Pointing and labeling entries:
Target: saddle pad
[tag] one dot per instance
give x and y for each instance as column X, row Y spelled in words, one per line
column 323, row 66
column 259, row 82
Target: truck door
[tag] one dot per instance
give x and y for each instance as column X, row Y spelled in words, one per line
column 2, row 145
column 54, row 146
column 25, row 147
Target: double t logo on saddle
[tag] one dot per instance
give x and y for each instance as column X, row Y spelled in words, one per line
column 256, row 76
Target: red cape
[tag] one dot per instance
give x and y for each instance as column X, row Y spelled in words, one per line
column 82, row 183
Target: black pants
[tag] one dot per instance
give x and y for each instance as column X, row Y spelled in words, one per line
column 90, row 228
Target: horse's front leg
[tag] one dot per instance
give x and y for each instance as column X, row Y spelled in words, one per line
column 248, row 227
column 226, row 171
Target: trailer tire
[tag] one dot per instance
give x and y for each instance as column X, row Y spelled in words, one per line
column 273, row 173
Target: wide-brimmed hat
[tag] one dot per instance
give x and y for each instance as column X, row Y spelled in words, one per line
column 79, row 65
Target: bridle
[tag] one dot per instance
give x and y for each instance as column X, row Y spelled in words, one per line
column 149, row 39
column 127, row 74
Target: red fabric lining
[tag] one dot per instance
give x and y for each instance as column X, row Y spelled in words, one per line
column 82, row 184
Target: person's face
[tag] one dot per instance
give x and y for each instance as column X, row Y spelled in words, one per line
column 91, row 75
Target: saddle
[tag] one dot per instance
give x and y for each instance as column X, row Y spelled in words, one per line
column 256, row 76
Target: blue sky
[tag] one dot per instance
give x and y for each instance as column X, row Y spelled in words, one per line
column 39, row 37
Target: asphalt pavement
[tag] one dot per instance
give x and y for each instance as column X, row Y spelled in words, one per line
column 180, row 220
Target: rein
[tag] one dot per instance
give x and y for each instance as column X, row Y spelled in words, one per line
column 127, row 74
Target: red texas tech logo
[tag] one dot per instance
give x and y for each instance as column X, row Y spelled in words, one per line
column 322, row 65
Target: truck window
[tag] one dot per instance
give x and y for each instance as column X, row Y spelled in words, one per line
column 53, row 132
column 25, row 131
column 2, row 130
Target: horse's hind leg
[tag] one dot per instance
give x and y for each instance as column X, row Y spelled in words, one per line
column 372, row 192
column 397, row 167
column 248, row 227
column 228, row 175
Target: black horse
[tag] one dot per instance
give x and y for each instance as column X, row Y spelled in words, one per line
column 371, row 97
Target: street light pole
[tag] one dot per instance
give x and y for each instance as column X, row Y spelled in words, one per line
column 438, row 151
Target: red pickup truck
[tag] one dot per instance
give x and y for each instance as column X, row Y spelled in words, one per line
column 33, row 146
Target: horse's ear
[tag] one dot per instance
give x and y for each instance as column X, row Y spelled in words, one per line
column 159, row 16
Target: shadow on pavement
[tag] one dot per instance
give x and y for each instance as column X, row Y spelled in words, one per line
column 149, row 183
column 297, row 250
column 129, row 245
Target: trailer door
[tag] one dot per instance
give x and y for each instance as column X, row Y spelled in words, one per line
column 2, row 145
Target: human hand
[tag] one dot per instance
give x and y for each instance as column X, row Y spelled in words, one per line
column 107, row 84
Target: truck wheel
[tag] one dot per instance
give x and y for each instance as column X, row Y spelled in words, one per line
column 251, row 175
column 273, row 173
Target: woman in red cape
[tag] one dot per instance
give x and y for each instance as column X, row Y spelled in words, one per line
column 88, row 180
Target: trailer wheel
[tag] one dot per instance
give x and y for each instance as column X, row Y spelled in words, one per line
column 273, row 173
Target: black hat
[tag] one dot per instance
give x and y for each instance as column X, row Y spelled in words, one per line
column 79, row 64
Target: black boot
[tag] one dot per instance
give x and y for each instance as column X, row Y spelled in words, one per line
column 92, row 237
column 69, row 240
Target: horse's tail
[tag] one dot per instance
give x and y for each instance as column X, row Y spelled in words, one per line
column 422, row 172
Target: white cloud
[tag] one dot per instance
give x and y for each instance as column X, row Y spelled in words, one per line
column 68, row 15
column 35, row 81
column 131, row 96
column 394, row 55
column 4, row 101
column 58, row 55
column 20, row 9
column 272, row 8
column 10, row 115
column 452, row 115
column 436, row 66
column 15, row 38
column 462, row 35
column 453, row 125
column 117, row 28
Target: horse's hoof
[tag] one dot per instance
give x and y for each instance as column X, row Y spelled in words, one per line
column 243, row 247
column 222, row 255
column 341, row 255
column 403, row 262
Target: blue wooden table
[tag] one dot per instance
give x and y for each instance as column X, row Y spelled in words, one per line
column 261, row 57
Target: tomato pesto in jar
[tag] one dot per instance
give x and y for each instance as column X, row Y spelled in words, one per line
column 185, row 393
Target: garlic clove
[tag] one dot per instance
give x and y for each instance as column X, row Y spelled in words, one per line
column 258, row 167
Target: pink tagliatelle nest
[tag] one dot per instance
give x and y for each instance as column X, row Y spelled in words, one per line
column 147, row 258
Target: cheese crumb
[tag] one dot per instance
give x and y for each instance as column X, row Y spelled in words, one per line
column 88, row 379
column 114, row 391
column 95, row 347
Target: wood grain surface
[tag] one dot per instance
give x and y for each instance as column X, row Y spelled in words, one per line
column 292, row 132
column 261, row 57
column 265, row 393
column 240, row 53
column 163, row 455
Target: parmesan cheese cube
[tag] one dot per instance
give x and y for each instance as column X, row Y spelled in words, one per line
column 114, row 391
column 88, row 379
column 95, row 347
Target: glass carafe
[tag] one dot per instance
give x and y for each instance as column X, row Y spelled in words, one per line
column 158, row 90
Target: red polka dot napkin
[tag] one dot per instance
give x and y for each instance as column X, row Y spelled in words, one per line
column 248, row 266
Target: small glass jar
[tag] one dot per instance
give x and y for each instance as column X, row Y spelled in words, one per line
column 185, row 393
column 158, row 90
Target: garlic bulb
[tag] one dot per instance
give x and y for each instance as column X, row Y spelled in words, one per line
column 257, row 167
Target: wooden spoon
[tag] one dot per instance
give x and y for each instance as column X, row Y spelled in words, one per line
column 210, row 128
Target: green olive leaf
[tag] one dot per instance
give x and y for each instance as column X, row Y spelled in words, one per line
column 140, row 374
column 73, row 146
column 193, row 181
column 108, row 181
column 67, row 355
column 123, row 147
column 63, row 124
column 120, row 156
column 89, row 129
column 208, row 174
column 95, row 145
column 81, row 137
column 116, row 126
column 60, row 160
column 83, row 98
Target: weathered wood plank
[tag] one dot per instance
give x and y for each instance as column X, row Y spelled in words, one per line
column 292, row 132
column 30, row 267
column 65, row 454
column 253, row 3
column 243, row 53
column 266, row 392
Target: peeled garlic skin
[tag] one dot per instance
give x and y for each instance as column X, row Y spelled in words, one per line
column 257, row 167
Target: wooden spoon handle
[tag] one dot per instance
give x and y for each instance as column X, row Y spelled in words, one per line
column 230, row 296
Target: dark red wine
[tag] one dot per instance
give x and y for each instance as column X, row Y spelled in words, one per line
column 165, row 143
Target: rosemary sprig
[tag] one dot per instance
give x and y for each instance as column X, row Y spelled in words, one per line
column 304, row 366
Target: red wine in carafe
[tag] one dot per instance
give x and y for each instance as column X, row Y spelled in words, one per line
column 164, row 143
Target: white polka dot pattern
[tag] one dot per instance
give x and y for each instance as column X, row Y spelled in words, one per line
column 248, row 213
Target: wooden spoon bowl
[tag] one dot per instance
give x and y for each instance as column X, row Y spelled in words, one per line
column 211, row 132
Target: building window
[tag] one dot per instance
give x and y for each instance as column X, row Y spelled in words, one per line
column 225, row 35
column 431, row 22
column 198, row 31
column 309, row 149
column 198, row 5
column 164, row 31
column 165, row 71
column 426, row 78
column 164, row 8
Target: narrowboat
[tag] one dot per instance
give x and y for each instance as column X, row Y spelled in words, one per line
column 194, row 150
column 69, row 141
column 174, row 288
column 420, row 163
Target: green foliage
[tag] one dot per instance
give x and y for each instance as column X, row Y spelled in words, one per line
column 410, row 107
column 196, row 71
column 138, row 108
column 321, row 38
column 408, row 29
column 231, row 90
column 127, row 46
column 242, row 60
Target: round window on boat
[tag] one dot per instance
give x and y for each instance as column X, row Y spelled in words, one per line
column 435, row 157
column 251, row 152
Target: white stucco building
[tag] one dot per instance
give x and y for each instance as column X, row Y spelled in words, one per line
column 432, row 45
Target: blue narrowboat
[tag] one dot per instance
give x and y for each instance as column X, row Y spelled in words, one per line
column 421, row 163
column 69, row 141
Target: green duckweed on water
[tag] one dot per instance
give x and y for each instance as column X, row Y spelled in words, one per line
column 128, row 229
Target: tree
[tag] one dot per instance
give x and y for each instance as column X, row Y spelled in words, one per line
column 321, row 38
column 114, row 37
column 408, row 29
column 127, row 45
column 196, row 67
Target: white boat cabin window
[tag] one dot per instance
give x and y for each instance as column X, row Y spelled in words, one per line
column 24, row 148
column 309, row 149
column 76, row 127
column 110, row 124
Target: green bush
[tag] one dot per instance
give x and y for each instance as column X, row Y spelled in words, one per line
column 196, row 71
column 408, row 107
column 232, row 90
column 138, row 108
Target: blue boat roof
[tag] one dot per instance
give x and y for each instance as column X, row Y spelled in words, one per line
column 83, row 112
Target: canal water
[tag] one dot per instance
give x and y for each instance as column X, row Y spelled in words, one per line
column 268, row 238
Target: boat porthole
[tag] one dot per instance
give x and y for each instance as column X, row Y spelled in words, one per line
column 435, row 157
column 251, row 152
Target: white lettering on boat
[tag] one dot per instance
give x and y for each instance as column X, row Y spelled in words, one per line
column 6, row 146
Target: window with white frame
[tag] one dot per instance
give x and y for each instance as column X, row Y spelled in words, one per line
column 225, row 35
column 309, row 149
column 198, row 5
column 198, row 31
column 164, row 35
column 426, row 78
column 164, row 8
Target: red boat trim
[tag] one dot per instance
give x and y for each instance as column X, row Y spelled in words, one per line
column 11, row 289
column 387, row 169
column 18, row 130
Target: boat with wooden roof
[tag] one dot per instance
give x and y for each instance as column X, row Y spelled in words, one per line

Direction –
Output the material starting at the line containing "Target: red boat trim" and ending at the line containing "column 18, row 130" as a two-column CSV with the columns request and answer. Use one row per request, put each value in a single quoted field, and replace any line breaks with spaces.

Answer to the problem –
request,answer
"Target: red boat trim [tag] one dot per instance give x and y for each instance as column X, row Y spelled in words, one per line","column 11, row 289 column 387, row 169 column 18, row 130"